■ **Text passage**
=== Section Start ===

Are you looking for a reason to rationalize eating Oreo cookies? I may have found an experiment that can back you up.
Don’t get me wrong. I am not endorsing Oreo cookies. They are highly processed foods that contain lots of sugar, carbs and seed oils.
They can, however, be useful to prove a point.
Dr. Nick Norwitz is a Harvard researcher and a big fan of the low-carb lifestyle. He’s definitely worth following on social media. He posts lots of interesting research on ketogenic diets.
Dr. Norwitz has markers that qualify him as a Lean Mass Hyper Responder (LMHR). These people have high LDL cholesterol (bad cholesterol) and good HDL and Triglycerides.
· Dr Norwitz started the exercise with an LDL-C of 384mg/dL
· HDL greater than 80mg/dL
· Triglycerides less than or equal to 70mg/dL
The reason lean people can have such high LDL cholesterol levels has to do with the depletion of glycogen in the liver due to carbohydrate restriction.
He performed an experiment on himself to show that Oreo cookies could be more effective at lowering his LDL cholesterol than an intensive regimen of statin drugs.
The experiment started with a 2-week period where Dr Horwitz ate a ketogenic diet. Then he ate 12 Oreo cookies a day for 16 days, adding 100 grams of carbohydrates per day to his diet.
He stayed in ketosis during the ‘Oreo period’ by also supplementing with exogenous ketones four times daily.
At the end of the 16 days, Dr Norwitz washed the effects of the Oreos out of his system with a 3 month period eating just a ketogenic diet minus the cookies.

=== Section End ===

■ **Given records**
=== Section Start ===

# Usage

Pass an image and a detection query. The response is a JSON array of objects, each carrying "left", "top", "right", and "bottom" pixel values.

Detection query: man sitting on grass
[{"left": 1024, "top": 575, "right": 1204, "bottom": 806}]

=== Section End ===
=== Section Start ===

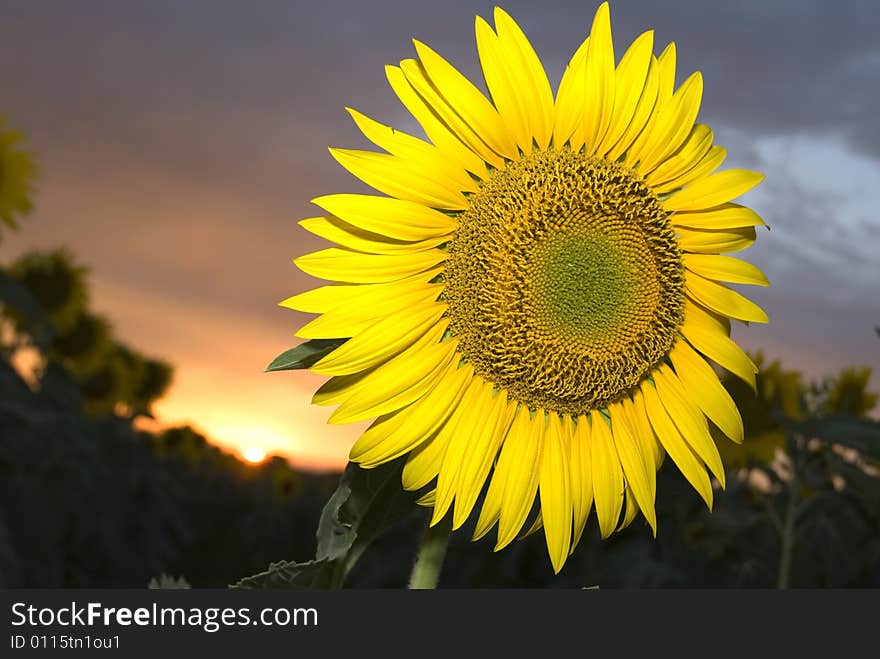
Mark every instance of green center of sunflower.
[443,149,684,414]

=== Section End ===

■ **What you will do**
**1)** Please edit the Oreo experiment text between "Dr. Norwitz has" and "to carbohydrate restriction.", inclusive, changing "HDL" to "high-density lipoprotein" each time it appears.
**2)** Continue the text on the Oreo cholesterol experiment from the point where it stops.
You won't need the listing for any of this.

■ **Responses by item number**
**1)**
Dr. Norwitz has markers that qualify him as a Lean Mass Hyper Responder (LMHR). These people have high LDL cholesterol (bad cholesterol) and good high-density lipoprotein and Triglycerides.
· Dr Norwitz started the exercise with an LDL-C of 384mg/dL
· high-density lipoprotein greater than 80mg/dL
· Triglycerides less than or equal to 70mg/dL
The reason lean people can have such high LDL cholesterol levels has to do with the depletion of glycogen in the liver due to carbohydrate restriction.

**2)**
Then he started the statin regimen. He took rosuvastatin at a dose of 20mg/day for 6 weeks.
Dr Norwitz drew lipid panels from his blood before and after each round of ‘therapy’.
The results were dramatically different:
· For the Oreo cookies, his LDL-C went from 384mg/dL to 111mg/dL in 16 days
· For the statin drugs his LDL-C decreased from 421 mg/dL to 284mg/dL
In other words, Oreo cookies were more than TWICE as effective at driving down LDL cholesterol for Dr Norwitz as statin drugs.
He saw a 71% drop in LDL with the Oreos and only a 32% drop with the statins.
Like me Dr Norwitz wants to emphasize that he is not endorsing Oreos as part of a health program. He wanted to pick something that would attract attention.
I think he succeeded.
This experiment sure makes you wonder about the effectiveness of statin drugs. It also makes me think that maybe LDL cholesterol is not the heart attack risk so many doctors say it is.
I’m definitely not dispensing medical advice here. This experiment just made me chuckle and helped me to think more about how so much in healthcare doesn’t make sense.